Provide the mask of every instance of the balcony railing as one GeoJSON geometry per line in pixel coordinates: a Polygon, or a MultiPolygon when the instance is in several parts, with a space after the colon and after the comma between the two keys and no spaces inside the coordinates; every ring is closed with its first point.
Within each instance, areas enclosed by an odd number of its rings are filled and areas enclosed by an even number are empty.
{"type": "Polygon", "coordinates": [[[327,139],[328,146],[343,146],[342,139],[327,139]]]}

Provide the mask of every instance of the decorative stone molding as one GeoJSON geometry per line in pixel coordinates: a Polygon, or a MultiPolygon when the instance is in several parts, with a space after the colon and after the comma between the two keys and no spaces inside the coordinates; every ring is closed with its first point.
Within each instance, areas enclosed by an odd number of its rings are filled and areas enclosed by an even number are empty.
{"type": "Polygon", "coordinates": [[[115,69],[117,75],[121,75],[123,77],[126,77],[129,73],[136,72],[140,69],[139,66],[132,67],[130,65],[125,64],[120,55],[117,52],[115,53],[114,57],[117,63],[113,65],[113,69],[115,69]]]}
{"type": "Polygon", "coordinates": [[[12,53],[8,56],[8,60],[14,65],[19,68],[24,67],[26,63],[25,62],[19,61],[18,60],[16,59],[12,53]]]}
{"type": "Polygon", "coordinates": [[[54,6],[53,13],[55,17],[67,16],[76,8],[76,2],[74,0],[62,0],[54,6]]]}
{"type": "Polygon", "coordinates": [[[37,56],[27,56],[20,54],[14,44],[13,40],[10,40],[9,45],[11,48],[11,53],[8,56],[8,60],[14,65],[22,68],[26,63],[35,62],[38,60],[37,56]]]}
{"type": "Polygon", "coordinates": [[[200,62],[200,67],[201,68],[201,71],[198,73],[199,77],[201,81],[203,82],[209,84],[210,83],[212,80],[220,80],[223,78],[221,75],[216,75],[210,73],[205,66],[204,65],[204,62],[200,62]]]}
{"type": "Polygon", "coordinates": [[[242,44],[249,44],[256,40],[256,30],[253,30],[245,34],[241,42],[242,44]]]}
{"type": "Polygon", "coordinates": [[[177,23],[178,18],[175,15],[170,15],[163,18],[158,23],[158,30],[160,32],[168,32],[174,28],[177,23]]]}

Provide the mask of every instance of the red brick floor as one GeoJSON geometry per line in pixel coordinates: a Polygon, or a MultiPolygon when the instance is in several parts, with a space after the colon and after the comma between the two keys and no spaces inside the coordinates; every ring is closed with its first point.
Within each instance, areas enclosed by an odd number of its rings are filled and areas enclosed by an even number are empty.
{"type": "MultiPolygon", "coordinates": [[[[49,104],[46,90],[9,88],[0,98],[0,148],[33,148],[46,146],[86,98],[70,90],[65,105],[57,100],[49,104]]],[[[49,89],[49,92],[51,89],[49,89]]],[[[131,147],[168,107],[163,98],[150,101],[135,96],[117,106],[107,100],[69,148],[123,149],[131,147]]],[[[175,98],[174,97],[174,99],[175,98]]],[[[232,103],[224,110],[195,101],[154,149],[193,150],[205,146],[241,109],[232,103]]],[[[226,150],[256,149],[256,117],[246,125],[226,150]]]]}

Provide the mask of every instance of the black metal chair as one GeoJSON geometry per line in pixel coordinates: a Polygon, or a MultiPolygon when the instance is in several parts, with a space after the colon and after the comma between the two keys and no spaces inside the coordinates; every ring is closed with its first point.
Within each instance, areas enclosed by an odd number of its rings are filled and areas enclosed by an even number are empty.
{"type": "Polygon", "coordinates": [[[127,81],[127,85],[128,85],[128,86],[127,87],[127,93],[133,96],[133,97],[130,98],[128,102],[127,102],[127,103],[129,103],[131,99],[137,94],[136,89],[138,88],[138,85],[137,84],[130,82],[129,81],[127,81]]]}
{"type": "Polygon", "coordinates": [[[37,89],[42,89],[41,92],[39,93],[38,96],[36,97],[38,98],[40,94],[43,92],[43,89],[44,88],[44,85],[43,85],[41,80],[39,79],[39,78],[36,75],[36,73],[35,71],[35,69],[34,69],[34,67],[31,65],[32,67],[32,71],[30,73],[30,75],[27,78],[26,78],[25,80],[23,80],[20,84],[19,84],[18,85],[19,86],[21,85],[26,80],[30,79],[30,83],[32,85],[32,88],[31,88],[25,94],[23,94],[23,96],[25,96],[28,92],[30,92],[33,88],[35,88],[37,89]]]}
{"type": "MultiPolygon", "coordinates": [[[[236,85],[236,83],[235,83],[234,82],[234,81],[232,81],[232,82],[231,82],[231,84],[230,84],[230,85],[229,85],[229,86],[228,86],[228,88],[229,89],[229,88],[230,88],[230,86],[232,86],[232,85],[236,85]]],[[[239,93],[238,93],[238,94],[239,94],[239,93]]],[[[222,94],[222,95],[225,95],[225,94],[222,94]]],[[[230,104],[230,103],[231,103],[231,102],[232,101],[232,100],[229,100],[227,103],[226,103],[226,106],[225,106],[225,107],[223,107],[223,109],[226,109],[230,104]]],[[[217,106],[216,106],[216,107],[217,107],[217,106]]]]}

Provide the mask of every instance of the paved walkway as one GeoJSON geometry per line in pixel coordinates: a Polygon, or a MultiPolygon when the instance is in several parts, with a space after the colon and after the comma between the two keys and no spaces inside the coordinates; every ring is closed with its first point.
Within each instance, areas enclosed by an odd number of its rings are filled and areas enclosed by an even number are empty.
———
▶ _Problem to work on_
Please copy out all of the items above line for line, without changing a single character.

▶ _Completed exercise_
Provide the mask of every instance of the balcony railing as one GeoJSON geometry per line in pixel coordinates: a Polygon, or a MultiPolygon when the instance is in several parts, with a space after the colon and after the comma between the two keys and no spaces inside the coordinates; every ring is closed with its first point.
Within each instance, areas enclosed by an odd number of its rings are filled and areas enclosed by an even number are empty.
{"type": "Polygon", "coordinates": [[[327,139],[328,146],[343,146],[342,139],[327,139]]]}

Provide the mask of every instance of the decorative stone molding as one GeoJSON geometry per line in pixel coordinates: a Polygon, or a MultiPolygon when the instance is in several parts, with a space after the colon and after the comma between the two keys and no spaces inside the coordinates; every ring is closed with its first point.
Within each instance, areas enclosed by an odd number of its rings are filled and areas enclosed by an even number are empty.
{"type": "Polygon", "coordinates": [[[115,69],[117,75],[121,75],[123,77],[126,77],[129,73],[136,72],[140,69],[139,66],[132,67],[130,65],[125,64],[120,55],[117,52],[115,53],[114,57],[117,63],[113,65],[113,69],[115,69]]]}
{"type": "Polygon", "coordinates": [[[12,53],[8,56],[8,60],[14,65],[19,68],[24,67],[26,63],[25,62],[19,61],[18,60],[16,59],[12,53]]]}
{"type": "Polygon", "coordinates": [[[54,6],[53,13],[55,17],[67,16],[76,8],[76,2],[74,0],[62,0],[54,6]]]}
{"type": "Polygon", "coordinates": [[[37,56],[27,56],[20,54],[14,44],[13,40],[10,40],[9,45],[11,48],[11,53],[8,56],[8,60],[14,65],[22,68],[26,63],[35,62],[38,60],[37,56]]]}
{"type": "Polygon", "coordinates": [[[200,62],[200,67],[201,68],[201,71],[198,73],[199,77],[201,81],[203,82],[209,84],[210,83],[212,80],[220,80],[223,78],[221,75],[216,75],[210,73],[205,66],[204,65],[204,62],[200,62]]]}
{"type": "Polygon", "coordinates": [[[242,44],[249,44],[256,40],[256,30],[253,30],[245,34],[241,42],[242,44]]]}
{"type": "Polygon", "coordinates": [[[177,23],[178,18],[175,15],[170,15],[163,18],[158,23],[158,30],[160,32],[168,32],[174,28],[177,23]]]}

Provide the mask of every instance of the red brick floor as one GeoJSON geometry per line in pixel coordinates: a Polygon, or a MultiPolygon when the instance is in several parts, with a space after the colon and after the comma between the two keys and no spaces inside the coordinates; every ring is closed with its first point.
Within each instance, areas enclosed by an odd number of its rings are filled and areas enclosed by an even number are empty.
{"type": "MultiPolygon", "coordinates": [[[[49,104],[46,90],[9,88],[0,98],[0,148],[33,148],[46,146],[86,98],[70,90],[65,105],[57,100],[49,104]]],[[[49,89],[49,92],[51,89],[49,89]]],[[[131,147],[168,107],[163,98],[150,101],[135,96],[117,106],[107,100],[69,148],[123,149],[131,147]]],[[[175,98],[174,97],[174,99],[175,98]]],[[[232,103],[224,110],[195,101],[154,149],[193,150],[205,146],[241,109],[232,103]]],[[[226,150],[256,149],[256,117],[246,125],[226,150]]]]}

Provide the mask of every instance of the black metal chair as one GeoJSON geometry per line in pixel coordinates: a Polygon, or a MultiPolygon when the instance is in several parts, with a space after the colon and after the comma between the two keys and no spaces inside the coordinates; every ring is closed with its first point.
Within each instance, areas enclosed by an odd number of its rings are filled and areas enclosed by an even number are empty.
{"type": "Polygon", "coordinates": [[[127,81],[127,85],[128,85],[128,86],[127,87],[127,93],[133,96],[133,97],[130,98],[128,102],[127,102],[127,103],[129,103],[131,99],[137,94],[136,89],[138,88],[138,85],[137,84],[130,82],[129,81],[127,81]]]}
{"type": "Polygon", "coordinates": [[[37,89],[42,89],[41,92],[39,93],[38,96],[36,97],[38,98],[40,94],[43,92],[43,89],[44,88],[44,85],[43,85],[41,80],[39,79],[39,78],[36,75],[36,73],[35,71],[35,69],[34,69],[34,67],[31,65],[32,67],[32,71],[30,73],[30,75],[27,78],[26,78],[25,80],[23,80],[20,84],[19,84],[18,85],[19,86],[21,85],[26,80],[30,79],[30,83],[32,85],[32,88],[31,88],[25,94],[23,94],[23,96],[25,96],[28,92],[30,92],[33,88],[35,88],[37,89]]]}
{"type": "MultiPolygon", "coordinates": [[[[236,85],[236,83],[235,83],[234,82],[234,81],[232,81],[232,82],[231,82],[231,84],[230,84],[230,85],[229,85],[229,86],[228,86],[228,88],[229,89],[229,88],[230,88],[230,86],[232,86],[232,85],[236,85]]],[[[239,93],[238,93],[238,94],[239,94],[239,93]]],[[[222,94],[222,95],[225,95],[225,94],[222,94]]],[[[230,104],[230,103],[231,103],[231,102],[232,101],[232,100],[229,100],[227,103],[226,103],[226,106],[225,106],[225,107],[223,107],[223,109],[226,109],[230,104]]],[[[217,106],[216,106],[216,107],[217,107],[217,106]]]]}

Provide the mask of every instance of the paved walkway as one GeoJSON geometry per line in pixel coordinates: a Polygon, or a MultiPolygon when the instance is in several parts, with a space after the colon and after the comma between the two keys and no spaces inside the coordinates; every ring is closed with its first point.
Within each instance, areas enclosed by an odd number of its rings are filled and areas enclosed by an even number are empty.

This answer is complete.